====== Records

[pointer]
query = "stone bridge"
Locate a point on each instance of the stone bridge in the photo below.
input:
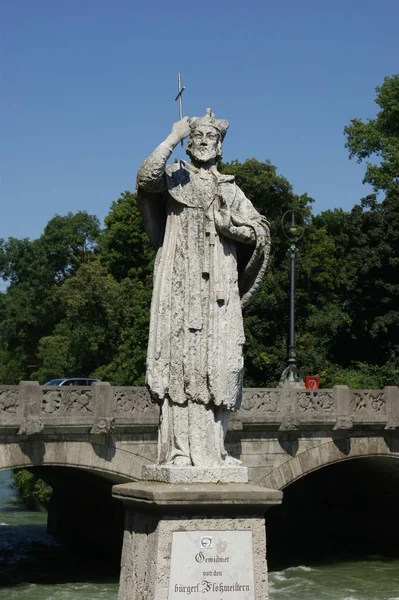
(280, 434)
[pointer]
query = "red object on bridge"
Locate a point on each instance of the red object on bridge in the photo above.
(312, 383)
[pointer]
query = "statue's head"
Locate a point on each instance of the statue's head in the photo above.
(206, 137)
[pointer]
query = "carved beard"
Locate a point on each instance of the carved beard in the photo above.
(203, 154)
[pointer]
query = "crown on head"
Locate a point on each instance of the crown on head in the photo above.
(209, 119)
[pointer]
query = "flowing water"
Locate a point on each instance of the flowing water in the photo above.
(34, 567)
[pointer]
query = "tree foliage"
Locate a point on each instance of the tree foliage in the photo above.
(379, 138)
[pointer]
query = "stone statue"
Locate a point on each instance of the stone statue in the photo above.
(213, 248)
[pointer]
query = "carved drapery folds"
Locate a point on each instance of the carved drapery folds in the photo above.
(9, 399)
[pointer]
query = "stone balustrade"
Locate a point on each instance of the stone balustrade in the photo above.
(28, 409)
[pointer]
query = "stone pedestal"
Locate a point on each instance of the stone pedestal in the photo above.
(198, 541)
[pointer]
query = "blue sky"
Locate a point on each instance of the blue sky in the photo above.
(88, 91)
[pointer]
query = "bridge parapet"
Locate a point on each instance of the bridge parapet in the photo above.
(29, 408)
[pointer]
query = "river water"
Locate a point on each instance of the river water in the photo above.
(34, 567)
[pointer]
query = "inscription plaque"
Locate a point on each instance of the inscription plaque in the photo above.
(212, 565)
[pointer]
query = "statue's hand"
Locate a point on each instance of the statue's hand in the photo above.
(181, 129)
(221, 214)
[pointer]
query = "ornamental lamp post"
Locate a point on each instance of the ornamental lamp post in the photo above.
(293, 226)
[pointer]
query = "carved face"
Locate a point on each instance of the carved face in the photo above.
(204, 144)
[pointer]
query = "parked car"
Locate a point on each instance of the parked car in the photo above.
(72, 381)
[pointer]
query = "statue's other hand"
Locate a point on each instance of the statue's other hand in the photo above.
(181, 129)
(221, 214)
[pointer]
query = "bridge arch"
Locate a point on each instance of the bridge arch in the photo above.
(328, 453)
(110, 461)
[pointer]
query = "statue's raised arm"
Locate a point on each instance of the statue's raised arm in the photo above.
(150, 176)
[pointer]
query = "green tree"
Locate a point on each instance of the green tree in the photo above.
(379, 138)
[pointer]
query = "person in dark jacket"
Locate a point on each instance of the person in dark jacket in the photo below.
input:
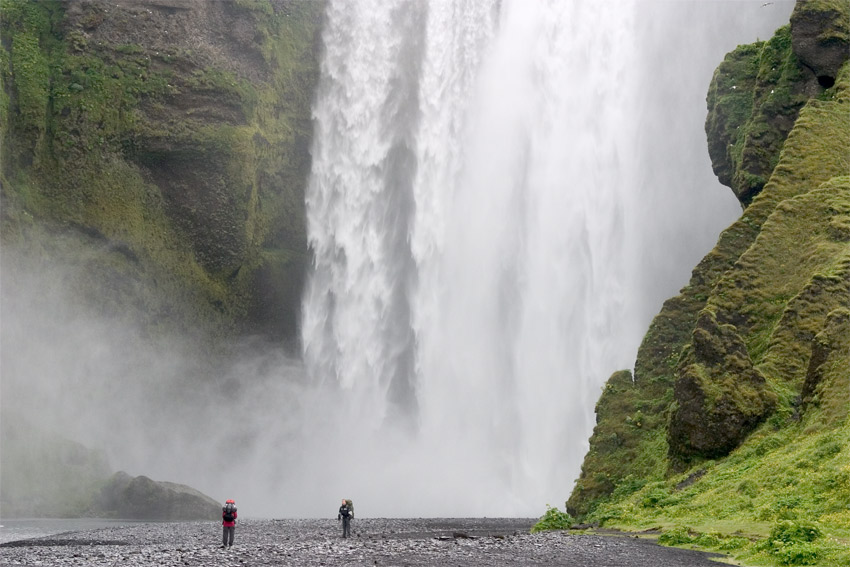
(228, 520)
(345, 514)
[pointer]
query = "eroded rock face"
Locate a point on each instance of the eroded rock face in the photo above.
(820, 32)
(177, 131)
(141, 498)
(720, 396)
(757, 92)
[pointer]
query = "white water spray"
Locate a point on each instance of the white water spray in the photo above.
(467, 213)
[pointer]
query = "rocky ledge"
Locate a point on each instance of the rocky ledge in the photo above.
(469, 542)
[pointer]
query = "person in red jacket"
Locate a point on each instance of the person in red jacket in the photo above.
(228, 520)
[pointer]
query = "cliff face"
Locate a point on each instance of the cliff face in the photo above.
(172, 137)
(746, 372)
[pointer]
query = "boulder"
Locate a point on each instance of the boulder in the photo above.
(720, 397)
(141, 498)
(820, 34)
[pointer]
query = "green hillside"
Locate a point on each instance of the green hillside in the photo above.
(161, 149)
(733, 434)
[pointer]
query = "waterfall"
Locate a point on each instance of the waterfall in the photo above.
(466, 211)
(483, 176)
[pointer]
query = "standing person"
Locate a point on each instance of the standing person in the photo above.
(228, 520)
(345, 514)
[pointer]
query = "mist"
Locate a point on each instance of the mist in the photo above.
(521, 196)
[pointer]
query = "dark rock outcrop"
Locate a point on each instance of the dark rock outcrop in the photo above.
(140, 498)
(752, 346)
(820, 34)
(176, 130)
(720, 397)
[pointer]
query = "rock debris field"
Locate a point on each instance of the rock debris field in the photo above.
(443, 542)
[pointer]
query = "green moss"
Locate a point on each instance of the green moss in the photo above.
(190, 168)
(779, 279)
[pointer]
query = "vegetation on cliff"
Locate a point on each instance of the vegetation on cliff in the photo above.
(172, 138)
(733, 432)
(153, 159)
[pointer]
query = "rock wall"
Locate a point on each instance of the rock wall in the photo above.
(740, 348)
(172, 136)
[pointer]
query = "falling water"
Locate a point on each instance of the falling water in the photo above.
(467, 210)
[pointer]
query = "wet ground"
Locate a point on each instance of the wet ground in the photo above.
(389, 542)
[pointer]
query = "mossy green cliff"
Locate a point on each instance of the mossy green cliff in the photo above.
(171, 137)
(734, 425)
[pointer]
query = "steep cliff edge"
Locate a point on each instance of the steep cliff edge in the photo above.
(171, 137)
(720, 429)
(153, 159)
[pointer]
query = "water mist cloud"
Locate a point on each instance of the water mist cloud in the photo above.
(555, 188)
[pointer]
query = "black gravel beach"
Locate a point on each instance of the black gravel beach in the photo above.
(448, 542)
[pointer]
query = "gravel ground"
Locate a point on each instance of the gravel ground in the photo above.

============

▶ [Work instructions]:
Only a number is asked for here: the count of lines in the records that hold "below".

▶ [Problem solution]:
2